- Activity:
Each record, exactly as written, should be printed again.

[Data extracted from a collection]
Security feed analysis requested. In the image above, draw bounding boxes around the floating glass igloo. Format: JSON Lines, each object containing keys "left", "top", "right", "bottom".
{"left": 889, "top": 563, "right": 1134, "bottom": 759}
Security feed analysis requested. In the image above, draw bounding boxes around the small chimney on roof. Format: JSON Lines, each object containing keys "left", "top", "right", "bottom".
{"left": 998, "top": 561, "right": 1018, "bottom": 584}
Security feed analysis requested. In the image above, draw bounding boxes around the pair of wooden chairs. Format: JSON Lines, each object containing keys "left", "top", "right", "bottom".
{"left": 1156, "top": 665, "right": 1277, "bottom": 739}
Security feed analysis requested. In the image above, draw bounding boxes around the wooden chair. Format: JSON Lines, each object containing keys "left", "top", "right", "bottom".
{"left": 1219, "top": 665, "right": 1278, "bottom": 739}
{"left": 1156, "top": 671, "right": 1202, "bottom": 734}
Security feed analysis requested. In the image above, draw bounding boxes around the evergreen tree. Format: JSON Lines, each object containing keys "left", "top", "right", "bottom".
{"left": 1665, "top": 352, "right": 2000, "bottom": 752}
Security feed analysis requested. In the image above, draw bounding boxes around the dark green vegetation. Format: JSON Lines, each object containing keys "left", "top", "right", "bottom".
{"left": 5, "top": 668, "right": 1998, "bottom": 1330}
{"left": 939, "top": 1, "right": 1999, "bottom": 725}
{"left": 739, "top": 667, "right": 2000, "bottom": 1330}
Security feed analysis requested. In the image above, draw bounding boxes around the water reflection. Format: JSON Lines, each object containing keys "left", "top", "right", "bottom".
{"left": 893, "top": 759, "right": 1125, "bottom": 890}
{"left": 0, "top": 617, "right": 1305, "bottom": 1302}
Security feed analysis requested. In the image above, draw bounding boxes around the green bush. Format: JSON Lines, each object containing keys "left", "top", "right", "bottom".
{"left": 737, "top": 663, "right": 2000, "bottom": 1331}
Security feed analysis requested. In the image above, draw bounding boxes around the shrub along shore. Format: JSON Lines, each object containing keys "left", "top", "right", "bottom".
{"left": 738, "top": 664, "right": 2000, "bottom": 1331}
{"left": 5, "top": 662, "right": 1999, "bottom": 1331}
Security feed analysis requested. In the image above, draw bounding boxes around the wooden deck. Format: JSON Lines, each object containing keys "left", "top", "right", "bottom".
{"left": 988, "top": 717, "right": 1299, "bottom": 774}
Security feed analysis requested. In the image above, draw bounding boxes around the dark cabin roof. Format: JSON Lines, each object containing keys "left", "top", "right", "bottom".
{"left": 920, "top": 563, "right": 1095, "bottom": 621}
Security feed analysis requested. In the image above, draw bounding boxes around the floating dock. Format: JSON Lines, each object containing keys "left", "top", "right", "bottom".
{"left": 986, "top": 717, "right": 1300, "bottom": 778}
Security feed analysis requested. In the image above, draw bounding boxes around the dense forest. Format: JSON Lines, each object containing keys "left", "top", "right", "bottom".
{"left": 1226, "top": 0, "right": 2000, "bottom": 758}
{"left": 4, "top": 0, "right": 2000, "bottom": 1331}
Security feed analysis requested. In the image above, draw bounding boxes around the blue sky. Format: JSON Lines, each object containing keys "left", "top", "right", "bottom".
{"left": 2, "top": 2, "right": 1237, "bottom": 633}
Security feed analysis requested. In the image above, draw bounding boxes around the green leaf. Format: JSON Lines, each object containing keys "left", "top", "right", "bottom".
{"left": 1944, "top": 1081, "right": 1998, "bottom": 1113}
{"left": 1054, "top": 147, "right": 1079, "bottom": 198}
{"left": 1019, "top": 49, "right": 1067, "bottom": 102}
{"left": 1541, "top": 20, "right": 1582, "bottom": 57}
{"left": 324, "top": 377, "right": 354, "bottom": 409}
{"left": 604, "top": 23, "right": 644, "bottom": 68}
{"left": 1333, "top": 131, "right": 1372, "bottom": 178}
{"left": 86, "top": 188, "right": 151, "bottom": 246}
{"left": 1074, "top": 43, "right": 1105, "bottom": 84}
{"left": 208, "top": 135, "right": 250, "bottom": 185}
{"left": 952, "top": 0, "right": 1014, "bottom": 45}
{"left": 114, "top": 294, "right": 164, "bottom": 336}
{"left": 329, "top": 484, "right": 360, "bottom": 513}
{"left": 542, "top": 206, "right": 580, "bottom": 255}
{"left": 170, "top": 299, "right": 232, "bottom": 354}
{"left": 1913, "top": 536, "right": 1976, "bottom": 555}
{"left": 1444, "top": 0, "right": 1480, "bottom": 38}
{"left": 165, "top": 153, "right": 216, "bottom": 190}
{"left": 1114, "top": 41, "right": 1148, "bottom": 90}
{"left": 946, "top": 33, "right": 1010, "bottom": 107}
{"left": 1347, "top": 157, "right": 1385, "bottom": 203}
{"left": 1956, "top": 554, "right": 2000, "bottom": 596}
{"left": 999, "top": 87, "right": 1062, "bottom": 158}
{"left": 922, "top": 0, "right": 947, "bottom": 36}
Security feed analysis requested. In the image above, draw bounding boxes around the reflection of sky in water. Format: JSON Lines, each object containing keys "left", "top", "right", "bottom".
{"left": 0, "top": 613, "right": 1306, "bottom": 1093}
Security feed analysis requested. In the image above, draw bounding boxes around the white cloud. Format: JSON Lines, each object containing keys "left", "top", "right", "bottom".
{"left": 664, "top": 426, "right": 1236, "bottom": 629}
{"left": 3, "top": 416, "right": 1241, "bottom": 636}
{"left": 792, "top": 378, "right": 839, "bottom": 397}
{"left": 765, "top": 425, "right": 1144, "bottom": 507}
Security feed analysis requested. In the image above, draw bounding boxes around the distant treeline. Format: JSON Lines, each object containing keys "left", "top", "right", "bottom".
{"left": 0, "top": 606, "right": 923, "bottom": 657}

- Your response:
Security feed analysis requested. In the image above, draw bounding boxes around the floating glass igloo. Format: JSON Lines, each object containing keys "left", "top", "right", "bottom".
{"left": 889, "top": 563, "right": 1134, "bottom": 759}
Security feed analysis requested. In the image above, draw bounding boxes around the small chimney on roof. Format: JSON Lines, each object containing keys "left", "top", "right", "bottom".
{"left": 998, "top": 561, "right": 1018, "bottom": 584}
Security feed analysis requested. In the image above, draw bounding boxes around the pair of wooden chairs. Format: JSON Lines, each object containing keys "left", "top", "right", "bottom".
{"left": 1156, "top": 665, "right": 1277, "bottom": 739}
Security feed analysis requested. In the image above, draw bounding boxes around the wooden chair. Format: JSON Lines, each object containing keys "left", "top", "right", "bottom".
{"left": 1219, "top": 665, "right": 1278, "bottom": 739}
{"left": 1156, "top": 671, "right": 1202, "bottom": 734}
Security feed analysis requested. In the image above, draw bounding boxes around the evergreen tree. Format: JSON Lines, each object containing keys "left", "top", "right", "bottom".
{"left": 1665, "top": 352, "right": 2000, "bottom": 752}
Security feed analysis requested. In the image above, draw bounding boxes around the dark green vegetation. Format: JSON Lines, each object containing keys "left", "top", "right", "bottom".
{"left": 5, "top": 668, "right": 1998, "bottom": 1330}
{"left": 939, "top": 1, "right": 1999, "bottom": 725}
{"left": 739, "top": 667, "right": 2000, "bottom": 1330}
Security feed analysis requested. In the image above, draw bounding boxes around the water reflection. Format: JSON Lines, each object containing keys "left", "top", "right", "bottom".
{"left": 893, "top": 759, "right": 1125, "bottom": 890}
{"left": 0, "top": 617, "right": 1305, "bottom": 1302}
Security feed analysis requested. In the image above, draw bounding boxes around the green bush. Format: JSON Lines, each object containing keys "left", "top", "right", "bottom".
{"left": 737, "top": 663, "right": 2000, "bottom": 1331}
Security feed analysis requested. In the image above, draw bounding boxes around the shrub along shore. Format: JSON Lines, each object containing keys "left", "top", "right", "bottom".
{"left": 738, "top": 664, "right": 2000, "bottom": 1331}
{"left": 5, "top": 662, "right": 1999, "bottom": 1331}
Security feed analysis requested. In the image above, draw bounding boxes around the wooden deck. Format: JSON Lines, each object containing keys "left", "top", "right", "bottom".
{"left": 988, "top": 717, "right": 1299, "bottom": 774}
Security feed analysis requested. In the image above, draw bounding boxes around the dark cabin roof. Format: JSON Lines, each object containing keys "left", "top", "right", "bottom".
{"left": 920, "top": 563, "right": 1095, "bottom": 621}
Security feed analysis requested. In the image above, draw bounding boxes around the floating dock. Format: JSON Lines, each object containing keys "left", "top", "right", "bottom".
{"left": 986, "top": 717, "right": 1300, "bottom": 778}
Security feed analysis requested. In the image above, draw bounding boxes around the dense forest. Format: JSON Lines, each object containing keys "left", "top", "right", "bottom".
{"left": 1226, "top": 0, "right": 2000, "bottom": 758}
{"left": 4, "top": 0, "right": 2000, "bottom": 1331}
Security feed analysis requested. In the image above, draw bounding boxes around the blue sky. Format: JSON Lines, each object containing keys "left", "top", "right", "bottom".
{"left": 2, "top": 2, "right": 1237, "bottom": 633}
Security feed analysis requested. In the image above, draw bounding boxes around the green leaf. Format: JSON Lines, each object containing keys "left", "top", "right", "bottom".
{"left": 1944, "top": 1081, "right": 1998, "bottom": 1113}
{"left": 1054, "top": 147, "right": 1079, "bottom": 198}
{"left": 1019, "top": 49, "right": 1067, "bottom": 102}
{"left": 1541, "top": 20, "right": 1582, "bottom": 57}
{"left": 324, "top": 377, "right": 354, "bottom": 409}
{"left": 604, "top": 23, "right": 644, "bottom": 68}
{"left": 1333, "top": 131, "right": 1372, "bottom": 178}
{"left": 86, "top": 188, "right": 151, "bottom": 246}
{"left": 1074, "top": 43, "right": 1105, "bottom": 84}
{"left": 208, "top": 135, "right": 250, "bottom": 185}
{"left": 952, "top": 0, "right": 1014, "bottom": 45}
{"left": 114, "top": 294, "right": 164, "bottom": 336}
{"left": 329, "top": 484, "right": 360, "bottom": 513}
{"left": 542, "top": 206, "right": 580, "bottom": 255}
{"left": 170, "top": 299, "right": 232, "bottom": 354}
{"left": 1913, "top": 536, "right": 1976, "bottom": 555}
{"left": 1444, "top": 0, "right": 1480, "bottom": 38}
{"left": 165, "top": 153, "right": 216, "bottom": 190}
{"left": 1114, "top": 41, "right": 1148, "bottom": 90}
{"left": 946, "top": 33, "right": 1010, "bottom": 107}
{"left": 1347, "top": 157, "right": 1385, "bottom": 203}
{"left": 1956, "top": 554, "right": 2000, "bottom": 596}
{"left": 999, "top": 87, "right": 1062, "bottom": 158}
{"left": 922, "top": 0, "right": 947, "bottom": 36}
Security feed analysis requested. In the image above, draw bounding boxes around the reflection of sky in water. Format: JSON Lines, each object containing keys "left", "top", "right", "bottom".
{"left": 0, "top": 613, "right": 1306, "bottom": 1093}
Security feed analysis requested. In the image above, draw bounding boxes around the white cloud. Format: JSON Lines, each object containing keys "left", "top", "right", "bottom".
{"left": 664, "top": 426, "right": 1236, "bottom": 629}
{"left": 3, "top": 416, "right": 1241, "bottom": 636}
{"left": 792, "top": 378, "right": 839, "bottom": 397}
{"left": 765, "top": 425, "right": 1144, "bottom": 507}
Security feed analysis requested. In the image above, draw bounding boxes around the distant treeline. Format: JSON Lines, each object containing keys "left", "top", "right", "bottom".
{"left": 0, "top": 606, "right": 923, "bottom": 657}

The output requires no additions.